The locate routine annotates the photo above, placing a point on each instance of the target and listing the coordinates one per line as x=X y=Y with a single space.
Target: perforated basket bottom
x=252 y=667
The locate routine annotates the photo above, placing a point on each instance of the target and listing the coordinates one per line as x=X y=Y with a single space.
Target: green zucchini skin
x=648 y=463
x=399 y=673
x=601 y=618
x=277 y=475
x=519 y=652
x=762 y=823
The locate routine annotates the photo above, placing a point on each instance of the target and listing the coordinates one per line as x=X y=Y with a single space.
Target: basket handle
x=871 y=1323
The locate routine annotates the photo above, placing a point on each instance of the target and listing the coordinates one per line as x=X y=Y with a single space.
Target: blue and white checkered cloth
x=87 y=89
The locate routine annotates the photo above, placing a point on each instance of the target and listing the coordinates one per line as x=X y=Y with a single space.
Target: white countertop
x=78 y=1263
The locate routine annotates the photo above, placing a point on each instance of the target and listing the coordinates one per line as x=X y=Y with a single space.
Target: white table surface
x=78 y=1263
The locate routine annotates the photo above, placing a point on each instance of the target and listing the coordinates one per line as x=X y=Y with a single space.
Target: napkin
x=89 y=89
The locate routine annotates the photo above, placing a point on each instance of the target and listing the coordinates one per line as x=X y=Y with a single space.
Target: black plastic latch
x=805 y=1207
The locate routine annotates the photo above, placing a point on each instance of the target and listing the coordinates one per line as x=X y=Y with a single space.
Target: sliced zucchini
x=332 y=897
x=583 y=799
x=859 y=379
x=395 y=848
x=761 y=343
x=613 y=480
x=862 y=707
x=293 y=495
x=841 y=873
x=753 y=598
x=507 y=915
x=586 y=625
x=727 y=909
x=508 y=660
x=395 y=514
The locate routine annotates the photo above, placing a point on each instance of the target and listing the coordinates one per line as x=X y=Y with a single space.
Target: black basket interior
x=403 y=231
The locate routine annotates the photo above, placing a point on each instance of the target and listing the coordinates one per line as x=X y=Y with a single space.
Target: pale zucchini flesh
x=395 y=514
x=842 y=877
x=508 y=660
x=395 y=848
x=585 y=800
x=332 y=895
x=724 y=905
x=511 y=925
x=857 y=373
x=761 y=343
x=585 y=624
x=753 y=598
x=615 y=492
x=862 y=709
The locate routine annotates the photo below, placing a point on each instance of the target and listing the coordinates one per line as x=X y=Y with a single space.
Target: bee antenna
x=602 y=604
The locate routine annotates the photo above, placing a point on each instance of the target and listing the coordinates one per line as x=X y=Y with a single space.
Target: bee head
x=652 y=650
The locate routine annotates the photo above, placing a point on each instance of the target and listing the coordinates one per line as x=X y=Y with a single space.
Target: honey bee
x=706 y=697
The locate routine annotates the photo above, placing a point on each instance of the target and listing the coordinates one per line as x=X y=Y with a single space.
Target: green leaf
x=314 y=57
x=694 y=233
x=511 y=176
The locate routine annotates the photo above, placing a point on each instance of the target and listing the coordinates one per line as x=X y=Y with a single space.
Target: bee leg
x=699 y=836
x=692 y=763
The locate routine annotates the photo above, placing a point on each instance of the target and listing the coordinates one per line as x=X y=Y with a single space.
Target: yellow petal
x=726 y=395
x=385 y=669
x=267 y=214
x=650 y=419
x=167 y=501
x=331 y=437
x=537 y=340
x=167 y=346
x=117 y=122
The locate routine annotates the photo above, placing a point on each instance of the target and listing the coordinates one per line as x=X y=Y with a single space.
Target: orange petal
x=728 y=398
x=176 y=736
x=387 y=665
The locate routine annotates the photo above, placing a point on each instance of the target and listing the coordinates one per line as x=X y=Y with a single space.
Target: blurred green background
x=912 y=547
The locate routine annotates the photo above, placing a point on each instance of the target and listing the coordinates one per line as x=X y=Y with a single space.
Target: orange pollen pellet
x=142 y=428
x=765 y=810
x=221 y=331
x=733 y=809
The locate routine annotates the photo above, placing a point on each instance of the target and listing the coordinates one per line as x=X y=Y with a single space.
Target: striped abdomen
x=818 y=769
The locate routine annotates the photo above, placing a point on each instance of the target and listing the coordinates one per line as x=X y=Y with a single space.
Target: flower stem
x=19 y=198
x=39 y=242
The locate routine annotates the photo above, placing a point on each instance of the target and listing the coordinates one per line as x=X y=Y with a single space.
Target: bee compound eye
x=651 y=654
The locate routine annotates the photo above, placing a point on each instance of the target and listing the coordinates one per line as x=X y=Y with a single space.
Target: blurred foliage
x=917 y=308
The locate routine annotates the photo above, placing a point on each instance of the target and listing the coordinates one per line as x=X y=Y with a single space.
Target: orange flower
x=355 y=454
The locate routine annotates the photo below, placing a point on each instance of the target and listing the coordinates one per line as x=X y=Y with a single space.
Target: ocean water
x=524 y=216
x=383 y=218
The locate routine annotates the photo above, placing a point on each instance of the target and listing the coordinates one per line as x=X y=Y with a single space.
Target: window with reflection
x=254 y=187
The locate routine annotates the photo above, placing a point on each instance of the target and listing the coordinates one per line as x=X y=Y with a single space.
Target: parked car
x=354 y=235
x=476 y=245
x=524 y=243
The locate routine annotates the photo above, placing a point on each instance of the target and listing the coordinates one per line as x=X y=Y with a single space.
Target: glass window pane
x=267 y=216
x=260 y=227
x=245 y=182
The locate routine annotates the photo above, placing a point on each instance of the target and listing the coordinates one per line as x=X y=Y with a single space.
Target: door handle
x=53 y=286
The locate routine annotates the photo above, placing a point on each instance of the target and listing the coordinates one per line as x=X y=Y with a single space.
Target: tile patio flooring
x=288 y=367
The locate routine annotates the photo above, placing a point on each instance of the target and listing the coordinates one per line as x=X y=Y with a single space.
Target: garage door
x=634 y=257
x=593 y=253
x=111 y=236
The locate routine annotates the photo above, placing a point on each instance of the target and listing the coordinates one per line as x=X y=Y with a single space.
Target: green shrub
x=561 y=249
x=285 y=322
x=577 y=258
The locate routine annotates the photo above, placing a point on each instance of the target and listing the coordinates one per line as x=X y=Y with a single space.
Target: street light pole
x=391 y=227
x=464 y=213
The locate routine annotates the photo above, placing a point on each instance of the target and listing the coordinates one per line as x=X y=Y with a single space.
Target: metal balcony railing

++++++++++

**AIM OF THE EXERCISE:** Pull every line of the data above that contains the string "white" and copy each one in full.

**TASK RESULT:**
Target: blue and white checkered cloth
Target: white countertop
Target: white table surface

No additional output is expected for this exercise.